> [What you will do]
Return each line in the records below that includes "rough".

> [Input material]
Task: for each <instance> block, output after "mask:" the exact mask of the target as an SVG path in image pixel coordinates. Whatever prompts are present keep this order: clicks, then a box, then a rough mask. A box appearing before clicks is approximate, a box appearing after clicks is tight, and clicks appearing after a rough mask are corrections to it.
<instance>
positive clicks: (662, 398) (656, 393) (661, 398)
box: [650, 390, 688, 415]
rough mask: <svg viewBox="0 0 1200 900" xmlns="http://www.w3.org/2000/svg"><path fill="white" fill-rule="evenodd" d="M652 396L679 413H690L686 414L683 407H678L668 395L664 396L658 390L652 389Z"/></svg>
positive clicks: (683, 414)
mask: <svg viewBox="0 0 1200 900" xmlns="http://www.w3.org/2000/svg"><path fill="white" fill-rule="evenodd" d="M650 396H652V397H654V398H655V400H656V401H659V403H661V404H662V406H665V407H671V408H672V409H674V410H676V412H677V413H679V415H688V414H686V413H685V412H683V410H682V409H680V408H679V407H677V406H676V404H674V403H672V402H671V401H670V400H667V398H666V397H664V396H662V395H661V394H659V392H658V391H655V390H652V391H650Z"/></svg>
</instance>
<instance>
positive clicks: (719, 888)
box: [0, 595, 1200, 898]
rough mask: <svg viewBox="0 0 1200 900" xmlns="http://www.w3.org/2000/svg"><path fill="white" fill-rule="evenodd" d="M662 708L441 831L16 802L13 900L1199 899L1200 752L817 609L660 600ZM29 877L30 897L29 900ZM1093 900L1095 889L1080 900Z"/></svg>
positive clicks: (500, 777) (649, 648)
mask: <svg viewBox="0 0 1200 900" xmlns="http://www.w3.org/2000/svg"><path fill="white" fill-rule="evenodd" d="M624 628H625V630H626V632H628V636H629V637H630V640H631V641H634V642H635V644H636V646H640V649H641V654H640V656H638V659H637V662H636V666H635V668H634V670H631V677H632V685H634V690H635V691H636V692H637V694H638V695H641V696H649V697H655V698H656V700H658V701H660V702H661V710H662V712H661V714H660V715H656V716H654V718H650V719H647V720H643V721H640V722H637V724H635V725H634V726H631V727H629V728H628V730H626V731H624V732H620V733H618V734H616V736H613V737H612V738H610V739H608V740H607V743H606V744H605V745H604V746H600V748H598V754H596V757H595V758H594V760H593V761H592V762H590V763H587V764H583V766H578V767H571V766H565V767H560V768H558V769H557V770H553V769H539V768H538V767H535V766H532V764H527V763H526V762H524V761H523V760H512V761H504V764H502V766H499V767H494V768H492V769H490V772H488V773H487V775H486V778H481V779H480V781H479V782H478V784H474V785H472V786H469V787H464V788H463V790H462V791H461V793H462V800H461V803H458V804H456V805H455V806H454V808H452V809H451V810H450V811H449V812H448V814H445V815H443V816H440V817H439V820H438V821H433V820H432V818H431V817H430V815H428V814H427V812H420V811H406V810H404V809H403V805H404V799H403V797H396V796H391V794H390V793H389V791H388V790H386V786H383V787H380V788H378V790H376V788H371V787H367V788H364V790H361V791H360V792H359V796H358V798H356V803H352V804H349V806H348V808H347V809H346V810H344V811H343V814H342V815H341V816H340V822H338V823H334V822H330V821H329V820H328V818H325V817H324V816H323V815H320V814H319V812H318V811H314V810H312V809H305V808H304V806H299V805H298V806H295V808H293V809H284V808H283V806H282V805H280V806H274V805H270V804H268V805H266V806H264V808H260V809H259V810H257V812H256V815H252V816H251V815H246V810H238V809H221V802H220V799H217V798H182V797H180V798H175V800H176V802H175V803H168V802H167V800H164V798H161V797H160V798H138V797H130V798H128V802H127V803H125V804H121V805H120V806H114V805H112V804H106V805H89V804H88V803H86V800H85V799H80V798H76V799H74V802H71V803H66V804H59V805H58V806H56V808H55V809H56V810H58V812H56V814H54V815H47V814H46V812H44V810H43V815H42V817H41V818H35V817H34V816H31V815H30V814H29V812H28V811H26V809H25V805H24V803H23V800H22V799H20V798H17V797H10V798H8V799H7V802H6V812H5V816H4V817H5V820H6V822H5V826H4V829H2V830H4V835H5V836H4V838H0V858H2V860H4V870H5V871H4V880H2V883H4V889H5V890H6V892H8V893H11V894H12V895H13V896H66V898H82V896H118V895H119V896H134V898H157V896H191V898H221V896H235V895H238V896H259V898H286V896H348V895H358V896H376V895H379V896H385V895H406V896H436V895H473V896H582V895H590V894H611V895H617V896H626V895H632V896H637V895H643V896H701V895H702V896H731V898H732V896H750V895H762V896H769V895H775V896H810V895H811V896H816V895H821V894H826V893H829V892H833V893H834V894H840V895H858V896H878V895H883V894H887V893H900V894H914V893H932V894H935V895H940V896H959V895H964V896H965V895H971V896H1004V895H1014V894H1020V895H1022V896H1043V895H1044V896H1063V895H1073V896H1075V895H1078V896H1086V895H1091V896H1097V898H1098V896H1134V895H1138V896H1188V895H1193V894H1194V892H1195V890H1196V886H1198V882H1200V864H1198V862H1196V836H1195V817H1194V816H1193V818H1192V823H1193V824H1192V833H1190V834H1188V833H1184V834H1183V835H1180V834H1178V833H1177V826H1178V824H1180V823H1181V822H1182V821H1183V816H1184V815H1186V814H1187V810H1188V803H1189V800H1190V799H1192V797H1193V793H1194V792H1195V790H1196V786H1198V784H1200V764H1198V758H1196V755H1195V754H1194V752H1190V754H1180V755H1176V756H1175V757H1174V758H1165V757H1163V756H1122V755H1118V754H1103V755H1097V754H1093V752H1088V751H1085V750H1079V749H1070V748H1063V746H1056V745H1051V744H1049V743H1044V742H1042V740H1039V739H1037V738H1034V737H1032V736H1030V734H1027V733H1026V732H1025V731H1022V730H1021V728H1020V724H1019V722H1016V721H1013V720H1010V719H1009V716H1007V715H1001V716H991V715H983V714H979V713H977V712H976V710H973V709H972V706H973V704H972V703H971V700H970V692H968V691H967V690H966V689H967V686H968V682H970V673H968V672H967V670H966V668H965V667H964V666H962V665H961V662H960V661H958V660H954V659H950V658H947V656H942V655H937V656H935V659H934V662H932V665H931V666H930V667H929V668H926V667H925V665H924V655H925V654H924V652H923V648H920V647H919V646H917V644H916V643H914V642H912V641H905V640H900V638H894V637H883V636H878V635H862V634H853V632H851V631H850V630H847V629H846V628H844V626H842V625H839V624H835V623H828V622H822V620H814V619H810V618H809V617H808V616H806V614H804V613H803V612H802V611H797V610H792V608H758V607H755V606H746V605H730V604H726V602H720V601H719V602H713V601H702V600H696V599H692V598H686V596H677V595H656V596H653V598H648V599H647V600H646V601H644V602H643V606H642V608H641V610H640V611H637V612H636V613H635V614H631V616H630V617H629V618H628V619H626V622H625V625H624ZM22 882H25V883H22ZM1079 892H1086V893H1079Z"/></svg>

> [Result for this exercise]
Task: for each <instance> block, output after "mask:" the exact mask of the target as an SVG path in image pixel coordinates. Whatever prompts are present keep this order: clicks, then a box, then a rough mask. A box appearing before clicks is approximate, a box appearing after clicks is tight, and clicks appearing after a rough mask are corrections to it.
rough mask: <svg viewBox="0 0 1200 900" xmlns="http://www.w3.org/2000/svg"><path fill="white" fill-rule="evenodd" d="M652 396L679 413H690L686 414L683 407H678L668 395L664 396L658 390L652 389Z"/></svg>
rough mask: <svg viewBox="0 0 1200 900" xmlns="http://www.w3.org/2000/svg"><path fill="white" fill-rule="evenodd" d="M662 708L441 831L16 802L13 900L1199 899L1200 752L817 609L660 600ZM29 877L30 897L29 900ZM1093 900L1095 889L1080 900Z"/></svg>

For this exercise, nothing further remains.